start Data shown

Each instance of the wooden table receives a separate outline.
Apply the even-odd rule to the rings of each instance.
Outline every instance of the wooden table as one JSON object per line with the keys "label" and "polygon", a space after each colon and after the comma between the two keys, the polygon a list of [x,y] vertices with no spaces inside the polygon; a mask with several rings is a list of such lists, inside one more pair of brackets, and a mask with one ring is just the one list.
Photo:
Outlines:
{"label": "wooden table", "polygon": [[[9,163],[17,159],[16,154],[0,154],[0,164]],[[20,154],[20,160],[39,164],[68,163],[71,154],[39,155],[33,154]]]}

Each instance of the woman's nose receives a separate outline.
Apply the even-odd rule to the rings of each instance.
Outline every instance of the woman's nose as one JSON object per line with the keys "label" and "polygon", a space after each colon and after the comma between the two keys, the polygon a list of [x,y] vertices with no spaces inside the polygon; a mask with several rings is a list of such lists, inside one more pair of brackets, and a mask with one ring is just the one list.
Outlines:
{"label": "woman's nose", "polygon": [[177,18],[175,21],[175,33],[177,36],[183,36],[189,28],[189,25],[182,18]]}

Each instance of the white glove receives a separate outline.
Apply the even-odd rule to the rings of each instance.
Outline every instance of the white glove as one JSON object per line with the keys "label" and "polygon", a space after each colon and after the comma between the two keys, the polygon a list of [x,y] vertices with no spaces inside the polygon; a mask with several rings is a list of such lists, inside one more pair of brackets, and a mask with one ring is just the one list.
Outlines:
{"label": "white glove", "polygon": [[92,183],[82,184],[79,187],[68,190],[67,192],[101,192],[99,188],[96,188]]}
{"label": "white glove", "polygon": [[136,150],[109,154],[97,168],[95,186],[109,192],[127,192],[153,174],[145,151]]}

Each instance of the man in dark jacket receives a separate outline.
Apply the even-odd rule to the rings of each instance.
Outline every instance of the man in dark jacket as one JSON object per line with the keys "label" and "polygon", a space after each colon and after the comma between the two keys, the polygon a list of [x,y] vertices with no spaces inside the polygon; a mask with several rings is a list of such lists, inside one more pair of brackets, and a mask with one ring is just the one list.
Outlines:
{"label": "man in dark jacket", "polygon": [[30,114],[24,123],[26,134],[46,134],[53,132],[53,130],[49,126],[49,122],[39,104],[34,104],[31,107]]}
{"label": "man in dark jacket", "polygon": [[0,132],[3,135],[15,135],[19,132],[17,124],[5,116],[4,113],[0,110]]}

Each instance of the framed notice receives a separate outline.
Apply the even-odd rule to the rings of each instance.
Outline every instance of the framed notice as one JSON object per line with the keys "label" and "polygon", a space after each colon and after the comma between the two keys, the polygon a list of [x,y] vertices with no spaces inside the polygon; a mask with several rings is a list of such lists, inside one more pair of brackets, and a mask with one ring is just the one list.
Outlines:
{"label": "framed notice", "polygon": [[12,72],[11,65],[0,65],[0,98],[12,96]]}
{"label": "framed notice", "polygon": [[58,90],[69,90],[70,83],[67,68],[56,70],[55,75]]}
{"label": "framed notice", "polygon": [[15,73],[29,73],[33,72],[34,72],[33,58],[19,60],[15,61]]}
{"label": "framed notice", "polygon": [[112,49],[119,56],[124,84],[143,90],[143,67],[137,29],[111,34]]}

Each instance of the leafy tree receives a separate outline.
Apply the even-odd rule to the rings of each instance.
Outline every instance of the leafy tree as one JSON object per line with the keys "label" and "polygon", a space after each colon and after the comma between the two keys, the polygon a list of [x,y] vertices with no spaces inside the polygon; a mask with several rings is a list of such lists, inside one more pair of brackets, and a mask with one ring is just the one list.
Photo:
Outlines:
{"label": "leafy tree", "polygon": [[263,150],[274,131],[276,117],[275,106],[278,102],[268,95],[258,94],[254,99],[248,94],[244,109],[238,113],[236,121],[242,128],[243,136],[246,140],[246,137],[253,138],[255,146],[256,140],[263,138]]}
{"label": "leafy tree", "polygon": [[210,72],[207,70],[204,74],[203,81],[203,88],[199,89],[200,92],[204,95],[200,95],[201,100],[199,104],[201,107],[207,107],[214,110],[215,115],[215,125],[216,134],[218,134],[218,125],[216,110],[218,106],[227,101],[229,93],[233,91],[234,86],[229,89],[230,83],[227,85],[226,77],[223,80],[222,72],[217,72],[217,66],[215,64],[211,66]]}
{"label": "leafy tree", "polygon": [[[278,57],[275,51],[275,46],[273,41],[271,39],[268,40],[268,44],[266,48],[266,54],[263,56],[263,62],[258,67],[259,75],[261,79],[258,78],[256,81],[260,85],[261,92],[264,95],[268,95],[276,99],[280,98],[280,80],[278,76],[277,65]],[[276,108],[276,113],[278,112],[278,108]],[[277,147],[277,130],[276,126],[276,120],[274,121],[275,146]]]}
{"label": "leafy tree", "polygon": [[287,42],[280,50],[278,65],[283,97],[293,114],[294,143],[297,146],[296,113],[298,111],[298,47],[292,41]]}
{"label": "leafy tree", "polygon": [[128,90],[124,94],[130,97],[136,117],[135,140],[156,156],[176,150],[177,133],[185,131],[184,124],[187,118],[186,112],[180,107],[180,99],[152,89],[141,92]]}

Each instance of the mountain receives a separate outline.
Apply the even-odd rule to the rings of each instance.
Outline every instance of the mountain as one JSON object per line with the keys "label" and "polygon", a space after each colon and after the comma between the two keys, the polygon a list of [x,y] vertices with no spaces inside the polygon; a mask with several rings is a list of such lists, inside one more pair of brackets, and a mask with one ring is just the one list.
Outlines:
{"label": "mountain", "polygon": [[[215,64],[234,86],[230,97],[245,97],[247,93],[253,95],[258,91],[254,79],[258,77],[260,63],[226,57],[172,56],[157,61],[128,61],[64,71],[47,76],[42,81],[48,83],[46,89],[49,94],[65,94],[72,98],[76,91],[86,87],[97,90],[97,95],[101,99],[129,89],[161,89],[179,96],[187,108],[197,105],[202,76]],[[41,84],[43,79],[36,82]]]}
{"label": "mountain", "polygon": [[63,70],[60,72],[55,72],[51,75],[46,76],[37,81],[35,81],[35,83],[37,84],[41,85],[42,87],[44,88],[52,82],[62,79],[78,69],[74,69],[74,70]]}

end Data shown
start Data shown

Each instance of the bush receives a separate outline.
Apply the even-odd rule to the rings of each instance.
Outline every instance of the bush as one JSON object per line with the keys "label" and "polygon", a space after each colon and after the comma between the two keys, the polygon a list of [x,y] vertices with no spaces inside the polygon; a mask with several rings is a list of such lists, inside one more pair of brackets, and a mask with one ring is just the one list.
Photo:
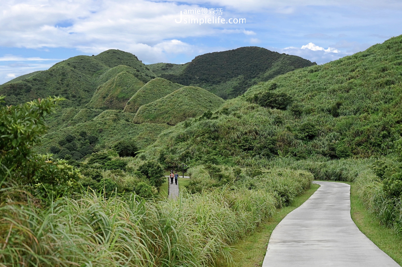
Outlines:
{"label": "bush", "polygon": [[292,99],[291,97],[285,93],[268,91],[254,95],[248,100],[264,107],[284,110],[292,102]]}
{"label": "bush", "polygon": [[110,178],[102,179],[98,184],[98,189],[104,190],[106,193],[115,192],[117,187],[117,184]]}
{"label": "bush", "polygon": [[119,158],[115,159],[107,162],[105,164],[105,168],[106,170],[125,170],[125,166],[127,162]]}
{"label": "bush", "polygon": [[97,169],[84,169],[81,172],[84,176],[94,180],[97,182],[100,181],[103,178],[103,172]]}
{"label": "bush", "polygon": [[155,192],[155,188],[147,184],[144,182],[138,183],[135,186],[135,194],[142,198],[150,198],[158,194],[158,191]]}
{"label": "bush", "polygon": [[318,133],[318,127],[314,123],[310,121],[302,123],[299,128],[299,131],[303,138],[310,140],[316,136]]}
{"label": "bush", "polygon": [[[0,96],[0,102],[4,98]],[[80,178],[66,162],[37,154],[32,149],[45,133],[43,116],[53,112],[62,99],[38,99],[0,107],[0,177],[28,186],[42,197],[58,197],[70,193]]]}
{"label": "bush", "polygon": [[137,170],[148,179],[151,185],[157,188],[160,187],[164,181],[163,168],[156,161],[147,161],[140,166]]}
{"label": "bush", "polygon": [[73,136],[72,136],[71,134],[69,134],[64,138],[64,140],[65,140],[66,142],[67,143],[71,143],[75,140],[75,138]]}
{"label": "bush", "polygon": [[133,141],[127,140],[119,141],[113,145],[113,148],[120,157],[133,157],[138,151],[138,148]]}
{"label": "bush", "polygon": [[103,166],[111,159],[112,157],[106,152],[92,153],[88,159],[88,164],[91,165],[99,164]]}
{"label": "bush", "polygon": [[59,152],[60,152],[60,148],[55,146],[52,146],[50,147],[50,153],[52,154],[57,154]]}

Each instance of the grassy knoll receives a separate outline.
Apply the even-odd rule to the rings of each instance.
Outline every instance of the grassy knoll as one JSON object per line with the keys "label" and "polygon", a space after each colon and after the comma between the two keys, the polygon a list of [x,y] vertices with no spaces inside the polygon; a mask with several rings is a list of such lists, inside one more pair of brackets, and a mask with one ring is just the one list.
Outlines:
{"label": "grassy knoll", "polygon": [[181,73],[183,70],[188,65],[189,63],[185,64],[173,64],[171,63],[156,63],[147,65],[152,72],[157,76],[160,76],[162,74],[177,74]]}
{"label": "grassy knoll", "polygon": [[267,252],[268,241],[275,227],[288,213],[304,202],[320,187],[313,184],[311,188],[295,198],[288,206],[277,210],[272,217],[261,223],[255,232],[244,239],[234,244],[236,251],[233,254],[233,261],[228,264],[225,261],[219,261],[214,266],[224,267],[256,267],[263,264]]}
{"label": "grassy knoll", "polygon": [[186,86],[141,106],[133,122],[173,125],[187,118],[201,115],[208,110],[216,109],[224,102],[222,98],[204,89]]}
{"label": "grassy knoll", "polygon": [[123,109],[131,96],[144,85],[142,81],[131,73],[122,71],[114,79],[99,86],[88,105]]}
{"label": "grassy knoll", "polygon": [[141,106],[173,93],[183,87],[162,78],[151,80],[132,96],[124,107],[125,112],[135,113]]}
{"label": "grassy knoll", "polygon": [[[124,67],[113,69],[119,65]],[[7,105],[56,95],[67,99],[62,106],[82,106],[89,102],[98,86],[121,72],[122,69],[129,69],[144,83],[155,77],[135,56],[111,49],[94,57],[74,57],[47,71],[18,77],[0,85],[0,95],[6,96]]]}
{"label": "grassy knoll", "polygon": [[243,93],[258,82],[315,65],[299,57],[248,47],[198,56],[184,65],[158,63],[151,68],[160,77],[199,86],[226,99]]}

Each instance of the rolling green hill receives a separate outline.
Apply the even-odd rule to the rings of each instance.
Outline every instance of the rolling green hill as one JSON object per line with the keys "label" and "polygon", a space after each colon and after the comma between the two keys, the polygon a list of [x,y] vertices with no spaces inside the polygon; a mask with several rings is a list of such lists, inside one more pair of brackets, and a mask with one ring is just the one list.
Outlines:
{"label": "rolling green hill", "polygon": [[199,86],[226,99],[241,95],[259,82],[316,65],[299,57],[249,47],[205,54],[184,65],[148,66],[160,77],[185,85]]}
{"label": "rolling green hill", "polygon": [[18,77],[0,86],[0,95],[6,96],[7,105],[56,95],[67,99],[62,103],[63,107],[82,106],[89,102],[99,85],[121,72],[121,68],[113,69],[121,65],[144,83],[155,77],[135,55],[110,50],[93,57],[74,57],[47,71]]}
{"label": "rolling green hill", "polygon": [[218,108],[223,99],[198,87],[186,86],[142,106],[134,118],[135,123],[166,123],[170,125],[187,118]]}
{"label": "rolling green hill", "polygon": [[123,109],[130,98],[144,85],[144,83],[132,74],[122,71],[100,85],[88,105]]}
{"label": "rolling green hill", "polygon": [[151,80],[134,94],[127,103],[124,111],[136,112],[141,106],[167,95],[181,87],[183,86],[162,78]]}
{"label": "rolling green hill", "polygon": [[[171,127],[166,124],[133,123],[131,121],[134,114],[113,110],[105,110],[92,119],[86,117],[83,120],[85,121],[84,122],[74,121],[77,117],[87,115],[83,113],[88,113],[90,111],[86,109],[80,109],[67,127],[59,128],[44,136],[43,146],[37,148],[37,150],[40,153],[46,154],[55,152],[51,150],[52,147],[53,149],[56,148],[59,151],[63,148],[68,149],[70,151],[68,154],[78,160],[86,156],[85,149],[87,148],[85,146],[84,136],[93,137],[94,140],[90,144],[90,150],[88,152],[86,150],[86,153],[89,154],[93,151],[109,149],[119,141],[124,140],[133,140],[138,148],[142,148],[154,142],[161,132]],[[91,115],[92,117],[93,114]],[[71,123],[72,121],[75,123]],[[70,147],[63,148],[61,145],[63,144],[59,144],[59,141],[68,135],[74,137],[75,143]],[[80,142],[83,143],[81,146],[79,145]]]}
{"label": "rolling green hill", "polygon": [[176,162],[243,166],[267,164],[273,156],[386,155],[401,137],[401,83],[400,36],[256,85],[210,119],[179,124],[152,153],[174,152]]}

end Data shown

▸ Given exercise
Please find every line of the data above that contains the word "framed" and copy each of those lines.

▸ Written reply
Each instance of the framed notice receives a separate outline.
Outline every instance of the framed notice as one JSON object per line with the keys "label" and "polygon", a space after each colon and after the comma between the two keys, the polygon a list of [x,y] vertices with no spaces inside the polygon; a mask with several rings is a list of such lists, inside one more pair of brackets, and a mask with one ring is just the one list.
{"label": "framed notice", "polygon": [[12,72],[11,65],[0,65],[0,98],[12,96]]}
{"label": "framed notice", "polygon": [[58,90],[69,90],[70,83],[67,68],[56,70],[55,75]]}
{"label": "framed notice", "polygon": [[15,73],[29,73],[33,72],[34,72],[33,58],[19,60],[15,61]]}
{"label": "framed notice", "polygon": [[112,49],[119,56],[124,84],[143,90],[143,67],[137,29],[111,34]]}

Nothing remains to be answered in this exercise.